* _Required task_
Output exactly the lines that run from the line with "Wildlife-survey tagging: tag each instance of the tall" to the end of the material, both ends included, and no other lines.

* _Records for the task_
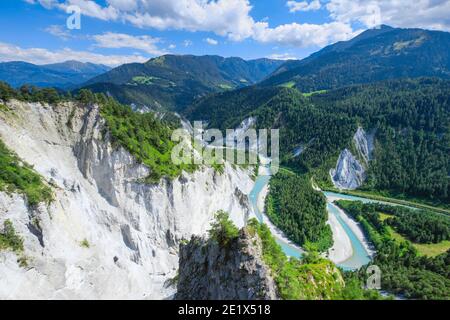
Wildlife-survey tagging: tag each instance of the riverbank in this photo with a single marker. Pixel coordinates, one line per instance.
(353, 225)
(389, 200)
(342, 247)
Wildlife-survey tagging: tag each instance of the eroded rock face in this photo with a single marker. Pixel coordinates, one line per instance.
(350, 171)
(209, 271)
(133, 229)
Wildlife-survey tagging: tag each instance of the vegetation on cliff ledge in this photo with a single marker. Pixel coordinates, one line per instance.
(17, 176)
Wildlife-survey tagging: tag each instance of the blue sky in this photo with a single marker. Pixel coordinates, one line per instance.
(119, 31)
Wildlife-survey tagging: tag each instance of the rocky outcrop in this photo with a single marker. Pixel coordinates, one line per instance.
(209, 271)
(364, 144)
(350, 171)
(106, 235)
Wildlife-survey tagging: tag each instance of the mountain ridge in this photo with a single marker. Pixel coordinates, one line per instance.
(175, 81)
(63, 75)
(373, 55)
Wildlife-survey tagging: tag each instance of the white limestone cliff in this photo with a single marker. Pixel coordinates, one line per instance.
(133, 229)
(350, 172)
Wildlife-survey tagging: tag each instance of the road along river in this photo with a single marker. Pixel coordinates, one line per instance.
(351, 249)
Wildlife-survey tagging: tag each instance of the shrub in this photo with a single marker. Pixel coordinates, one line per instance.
(9, 238)
(223, 230)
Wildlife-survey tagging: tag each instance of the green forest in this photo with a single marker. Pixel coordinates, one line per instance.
(299, 211)
(411, 119)
(404, 271)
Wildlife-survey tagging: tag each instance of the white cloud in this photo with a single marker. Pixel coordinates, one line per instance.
(429, 14)
(232, 19)
(187, 43)
(9, 52)
(211, 41)
(295, 6)
(304, 35)
(282, 56)
(121, 40)
(59, 31)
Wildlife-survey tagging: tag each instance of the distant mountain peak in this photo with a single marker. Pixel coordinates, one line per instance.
(373, 55)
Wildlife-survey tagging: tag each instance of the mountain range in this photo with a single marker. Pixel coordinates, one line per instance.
(374, 55)
(64, 75)
(174, 81)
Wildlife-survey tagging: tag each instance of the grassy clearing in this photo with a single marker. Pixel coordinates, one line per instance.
(310, 94)
(409, 203)
(430, 250)
(290, 84)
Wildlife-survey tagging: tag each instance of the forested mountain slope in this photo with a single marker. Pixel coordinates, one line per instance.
(173, 82)
(410, 118)
(374, 55)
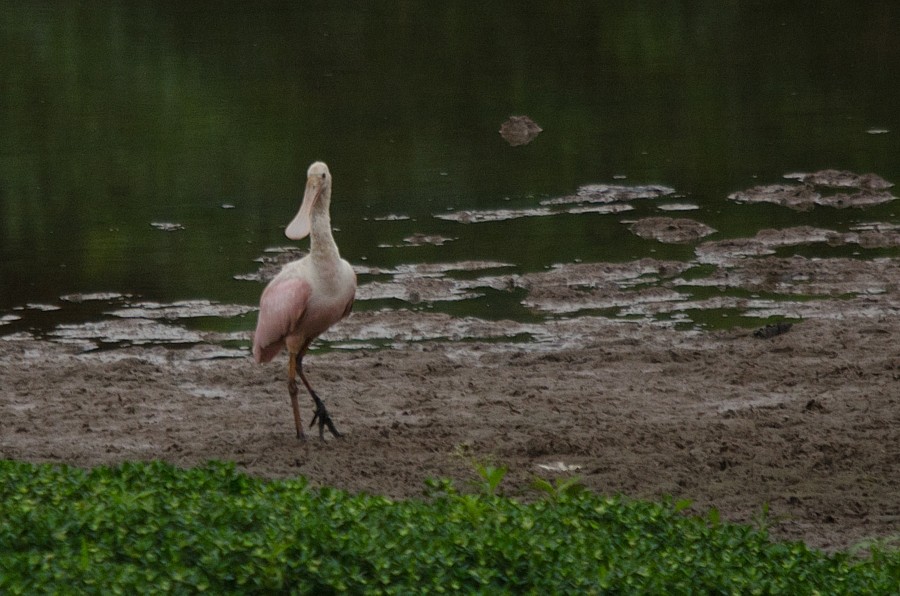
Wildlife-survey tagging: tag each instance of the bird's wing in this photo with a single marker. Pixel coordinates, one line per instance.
(280, 308)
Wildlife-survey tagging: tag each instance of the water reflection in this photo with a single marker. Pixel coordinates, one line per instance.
(119, 116)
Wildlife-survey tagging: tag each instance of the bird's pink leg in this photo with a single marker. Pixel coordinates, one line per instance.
(321, 413)
(292, 389)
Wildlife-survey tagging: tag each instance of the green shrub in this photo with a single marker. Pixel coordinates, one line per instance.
(149, 527)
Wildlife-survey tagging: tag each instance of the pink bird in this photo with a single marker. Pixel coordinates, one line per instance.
(307, 296)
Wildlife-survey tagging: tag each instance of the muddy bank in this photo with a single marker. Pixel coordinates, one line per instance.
(808, 421)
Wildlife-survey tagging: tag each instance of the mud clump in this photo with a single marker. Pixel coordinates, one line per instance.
(519, 130)
(670, 230)
(816, 189)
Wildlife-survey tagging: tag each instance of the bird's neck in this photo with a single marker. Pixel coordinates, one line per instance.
(322, 246)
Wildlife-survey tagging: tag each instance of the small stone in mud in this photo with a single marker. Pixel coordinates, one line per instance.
(770, 331)
(519, 130)
(801, 198)
(670, 230)
(167, 226)
(842, 179)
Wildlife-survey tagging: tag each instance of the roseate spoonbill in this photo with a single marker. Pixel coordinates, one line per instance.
(307, 296)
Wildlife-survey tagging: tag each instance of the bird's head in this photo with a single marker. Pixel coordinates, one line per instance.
(318, 193)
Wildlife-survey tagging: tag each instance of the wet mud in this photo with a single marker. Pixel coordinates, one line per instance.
(610, 379)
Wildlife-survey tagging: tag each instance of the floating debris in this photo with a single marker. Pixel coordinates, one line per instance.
(519, 130)
(671, 231)
(841, 179)
(770, 331)
(495, 215)
(7, 319)
(166, 226)
(800, 198)
(392, 217)
(181, 310)
(131, 331)
(611, 193)
(419, 239)
(40, 307)
(678, 207)
(95, 296)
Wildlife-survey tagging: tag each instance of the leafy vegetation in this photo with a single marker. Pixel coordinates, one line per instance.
(150, 527)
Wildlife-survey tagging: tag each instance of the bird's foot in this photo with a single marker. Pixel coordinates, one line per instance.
(323, 418)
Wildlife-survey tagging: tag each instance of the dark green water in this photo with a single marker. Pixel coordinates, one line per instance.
(117, 115)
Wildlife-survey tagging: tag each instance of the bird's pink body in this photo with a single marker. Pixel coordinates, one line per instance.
(307, 296)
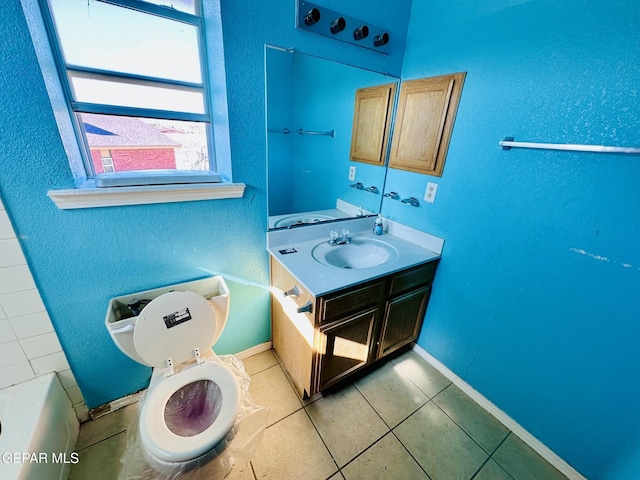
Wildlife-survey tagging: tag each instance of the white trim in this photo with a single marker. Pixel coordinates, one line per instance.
(263, 347)
(517, 429)
(116, 196)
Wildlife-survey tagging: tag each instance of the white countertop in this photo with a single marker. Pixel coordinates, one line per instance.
(414, 248)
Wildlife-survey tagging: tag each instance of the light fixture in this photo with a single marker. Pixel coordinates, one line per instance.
(338, 25)
(381, 39)
(312, 17)
(361, 32)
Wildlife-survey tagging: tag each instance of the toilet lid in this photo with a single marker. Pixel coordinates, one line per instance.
(173, 325)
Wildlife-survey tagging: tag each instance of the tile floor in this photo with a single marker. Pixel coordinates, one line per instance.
(405, 420)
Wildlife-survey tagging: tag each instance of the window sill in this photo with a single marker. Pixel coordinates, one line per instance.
(91, 197)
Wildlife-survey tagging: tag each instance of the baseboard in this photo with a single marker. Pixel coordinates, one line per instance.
(517, 429)
(263, 347)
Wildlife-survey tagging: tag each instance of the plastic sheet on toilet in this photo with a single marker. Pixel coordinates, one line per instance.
(190, 411)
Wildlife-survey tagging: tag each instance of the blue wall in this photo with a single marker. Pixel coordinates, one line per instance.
(536, 302)
(81, 258)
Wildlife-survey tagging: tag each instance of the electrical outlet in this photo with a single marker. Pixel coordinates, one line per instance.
(430, 193)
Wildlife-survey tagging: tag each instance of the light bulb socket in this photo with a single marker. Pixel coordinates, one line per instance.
(381, 39)
(312, 16)
(338, 25)
(361, 32)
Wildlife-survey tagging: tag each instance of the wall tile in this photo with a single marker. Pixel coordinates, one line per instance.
(11, 253)
(22, 303)
(18, 373)
(54, 362)
(32, 324)
(11, 353)
(6, 332)
(15, 279)
(41, 345)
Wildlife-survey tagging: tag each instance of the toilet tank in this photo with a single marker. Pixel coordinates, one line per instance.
(121, 322)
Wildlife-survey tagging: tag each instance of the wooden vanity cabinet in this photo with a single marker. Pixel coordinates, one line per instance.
(346, 330)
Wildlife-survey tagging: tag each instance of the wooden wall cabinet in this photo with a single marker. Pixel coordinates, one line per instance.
(347, 330)
(426, 113)
(371, 123)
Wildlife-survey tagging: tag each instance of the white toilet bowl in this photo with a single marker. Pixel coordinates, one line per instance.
(192, 402)
(174, 430)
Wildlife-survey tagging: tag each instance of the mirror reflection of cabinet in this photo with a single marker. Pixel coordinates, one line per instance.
(371, 122)
(426, 113)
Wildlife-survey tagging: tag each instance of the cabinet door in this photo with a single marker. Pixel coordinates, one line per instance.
(345, 346)
(371, 121)
(426, 112)
(403, 319)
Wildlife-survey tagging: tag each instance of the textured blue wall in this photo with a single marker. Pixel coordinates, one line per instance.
(536, 302)
(82, 258)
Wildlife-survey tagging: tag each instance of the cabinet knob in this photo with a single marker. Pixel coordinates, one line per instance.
(307, 307)
(294, 292)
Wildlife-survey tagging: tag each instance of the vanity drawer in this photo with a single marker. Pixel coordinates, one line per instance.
(351, 300)
(422, 275)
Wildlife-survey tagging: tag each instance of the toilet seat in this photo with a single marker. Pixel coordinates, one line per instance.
(165, 445)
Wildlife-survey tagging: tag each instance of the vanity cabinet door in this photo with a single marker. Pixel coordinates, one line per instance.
(403, 319)
(345, 346)
(371, 122)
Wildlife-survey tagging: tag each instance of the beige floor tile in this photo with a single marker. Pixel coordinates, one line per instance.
(440, 446)
(492, 471)
(260, 361)
(424, 375)
(346, 423)
(292, 450)
(100, 461)
(385, 460)
(522, 462)
(271, 388)
(244, 473)
(391, 394)
(475, 420)
(104, 427)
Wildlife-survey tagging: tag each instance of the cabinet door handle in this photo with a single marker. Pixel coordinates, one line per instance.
(307, 307)
(294, 292)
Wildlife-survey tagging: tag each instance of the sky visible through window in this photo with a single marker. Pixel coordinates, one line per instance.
(111, 38)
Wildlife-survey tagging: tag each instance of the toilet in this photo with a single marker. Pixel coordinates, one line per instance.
(192, 402)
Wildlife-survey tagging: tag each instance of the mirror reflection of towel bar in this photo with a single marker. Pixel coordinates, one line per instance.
(328, 134)
(509, 142)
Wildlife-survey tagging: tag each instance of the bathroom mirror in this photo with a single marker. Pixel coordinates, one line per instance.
(310, 106)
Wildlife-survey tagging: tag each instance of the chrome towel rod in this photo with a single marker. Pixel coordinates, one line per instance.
(328, 134)
(509, 143)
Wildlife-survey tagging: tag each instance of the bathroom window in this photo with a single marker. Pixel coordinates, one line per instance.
(135, 77)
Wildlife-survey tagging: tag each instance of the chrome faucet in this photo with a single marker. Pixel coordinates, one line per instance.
(413, 201)
(336, 239)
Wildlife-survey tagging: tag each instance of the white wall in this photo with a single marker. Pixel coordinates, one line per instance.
(29, 346)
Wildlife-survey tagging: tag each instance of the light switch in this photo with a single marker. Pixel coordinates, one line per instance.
(430, 193)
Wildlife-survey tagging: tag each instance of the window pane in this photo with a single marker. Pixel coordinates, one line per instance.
(107, 37)
(187, 6)
(145, 144)
(141, 96)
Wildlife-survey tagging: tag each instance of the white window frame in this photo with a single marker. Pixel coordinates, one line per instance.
(86, 195)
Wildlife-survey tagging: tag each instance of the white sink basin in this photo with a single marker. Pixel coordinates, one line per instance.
(302, 219)
(360, 253)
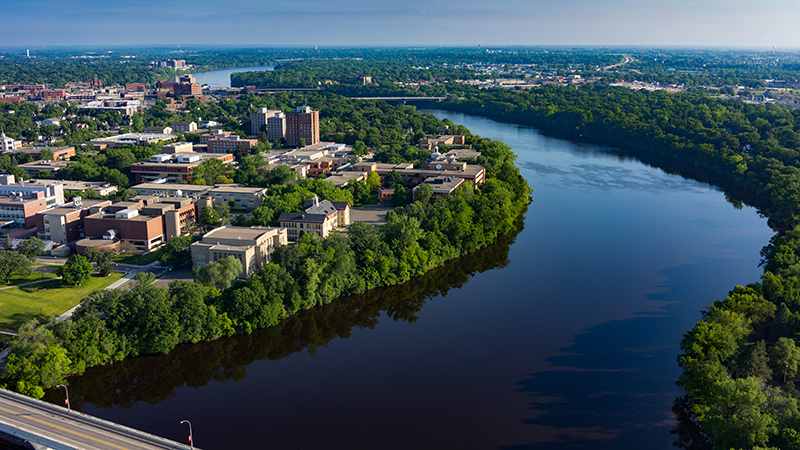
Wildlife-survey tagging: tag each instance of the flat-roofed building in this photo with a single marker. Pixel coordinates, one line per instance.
(253, 246)
(173, 168)
(217, 134)
(101, 188)
(158, 130)
(230, 144)
(142, 139)
(65, 224)
(59, 153)
(178, 147)
(8, 144)
(171, 189)
(432, 140)
(124, 107)
(51, 167)
(259, 118)
(19, 202)
(247, 198)
(442, 185)
(144, 226)
(302, 125)
(184, 127)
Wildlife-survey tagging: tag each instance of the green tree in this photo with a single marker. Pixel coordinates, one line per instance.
(77, 270)
(209, 216)
(31, 248)
(46, 155)
(755, 362)
(373, 181)
(360, 148)
(13, 263)
(219, 274)
(36, 361)
(392, 179)
(423, 193)
(176, 252)
(400, 197)
(103, 259)
(784, 357)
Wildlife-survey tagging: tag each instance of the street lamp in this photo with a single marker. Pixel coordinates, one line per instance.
(191, 442)
(67, 399)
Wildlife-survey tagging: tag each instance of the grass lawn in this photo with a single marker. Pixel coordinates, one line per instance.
(16, 279)
(18, 306)
(139, 260)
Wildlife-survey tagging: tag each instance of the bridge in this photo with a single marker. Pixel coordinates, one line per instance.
(49, 426)
(404, 100)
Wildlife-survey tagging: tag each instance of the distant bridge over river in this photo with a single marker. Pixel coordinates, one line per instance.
(404, 100)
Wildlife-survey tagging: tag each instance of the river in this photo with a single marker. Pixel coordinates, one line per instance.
(222, 78)
(565, 334)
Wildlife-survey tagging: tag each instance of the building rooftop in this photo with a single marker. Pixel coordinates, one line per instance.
(230, 232)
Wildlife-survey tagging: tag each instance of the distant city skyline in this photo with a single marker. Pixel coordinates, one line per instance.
(707, 23)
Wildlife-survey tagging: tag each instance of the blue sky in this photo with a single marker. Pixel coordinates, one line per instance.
(717, 23)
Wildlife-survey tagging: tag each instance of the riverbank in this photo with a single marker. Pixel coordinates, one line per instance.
(152, 320)
(744, 342)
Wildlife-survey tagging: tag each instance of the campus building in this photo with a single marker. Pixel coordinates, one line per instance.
(19, 202)
(65, 224)
(230, 144)
(261, 118)
(142, 139)
(253, 246)
(173, 168)
(302, 125)
(59, 153)
(144, 222)
(320, 218)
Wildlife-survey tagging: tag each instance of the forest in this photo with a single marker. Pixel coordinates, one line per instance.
(112, 324)
(738, 360)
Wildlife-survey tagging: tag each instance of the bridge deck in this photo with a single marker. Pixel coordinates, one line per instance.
(52, 426)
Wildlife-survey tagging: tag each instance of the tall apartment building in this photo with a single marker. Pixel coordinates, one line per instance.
(302, 123)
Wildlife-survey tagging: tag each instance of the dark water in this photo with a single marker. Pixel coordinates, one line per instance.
(564, 335)
(222, 78)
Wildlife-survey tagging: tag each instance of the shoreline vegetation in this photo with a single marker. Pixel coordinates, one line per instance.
(739, 360)
(113, 324)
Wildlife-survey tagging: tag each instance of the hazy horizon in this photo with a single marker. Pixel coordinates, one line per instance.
(412, 23)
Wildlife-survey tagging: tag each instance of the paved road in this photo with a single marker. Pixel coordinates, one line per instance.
(54, 427)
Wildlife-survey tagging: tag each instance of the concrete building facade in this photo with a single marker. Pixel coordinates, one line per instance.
(252, 246)
(302, 124)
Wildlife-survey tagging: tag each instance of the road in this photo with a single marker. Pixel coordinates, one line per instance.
(54, 427)
(627, 59)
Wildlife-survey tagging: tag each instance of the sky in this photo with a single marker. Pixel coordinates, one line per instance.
(695, 23)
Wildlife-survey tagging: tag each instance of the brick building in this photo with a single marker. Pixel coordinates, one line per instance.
(252, 246)
(302, 124)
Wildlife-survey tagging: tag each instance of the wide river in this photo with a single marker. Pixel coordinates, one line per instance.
(565, 335)
(222, 78)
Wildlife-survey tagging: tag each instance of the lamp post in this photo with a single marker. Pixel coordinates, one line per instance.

* _Response to this task_
Wildlife-survey tagging: tag each instance of the tall apartment building in this photo with a single marker. Pixel coordinates, one line per instance.
(302, 123)
Wildlife-survey tagging: tag each instance of the dark water in this photo with a single marker. Pixel coordinates, one line per instance.
(564, 335)
(222, 78)
Wildlife-survey tagging: tag each instance of the shoreline vegetation in this photo with a single marker. Pixel coordinates, one line per instance.
(739, 360)
(113, 324)
Wildlife-survey tagging: tag each instance of the hazy horizon in this photo with a single marker. Pixel coordinates, one line per instance.
(412, 23)
Wildlife-survey tagging: tag each instance of the paved road in this photo with a single marker. Pixel coordinates, one line per instance.
(54, 427)
Wildlife-survey tagging: tag each instance of the concrete building facade in this photo with a single marker. Pixel coordinates, one line per instance.
(252, 246)
(302, 124)
Wildlife-survey tagging: tag each instance of the road in this photo with a single marker. Pixel coordinates, one line per instance.
(54, 427)
(627, 59)
Wildlife-survey tagging: tag each instance of the sky in this photo with a single marker. Pixel coordinates, one line per instance.
(695, 23)
Wildlife-survey tagging: tag each instance of the brick building in this photo with a single marker. Pixel coordinates, one line per instance.
(252, 246)
(302, 124)
Wildlife-survey tagging: tag each instance of the wide river in this photo with a single marker. Pixel coordinates, one line per instance.
(565, 335)
(222, 78)
Wildlife-survey tagging: tag each instance of the lamp post in this photo with a single marker. Pixel coordinates, one line per instance.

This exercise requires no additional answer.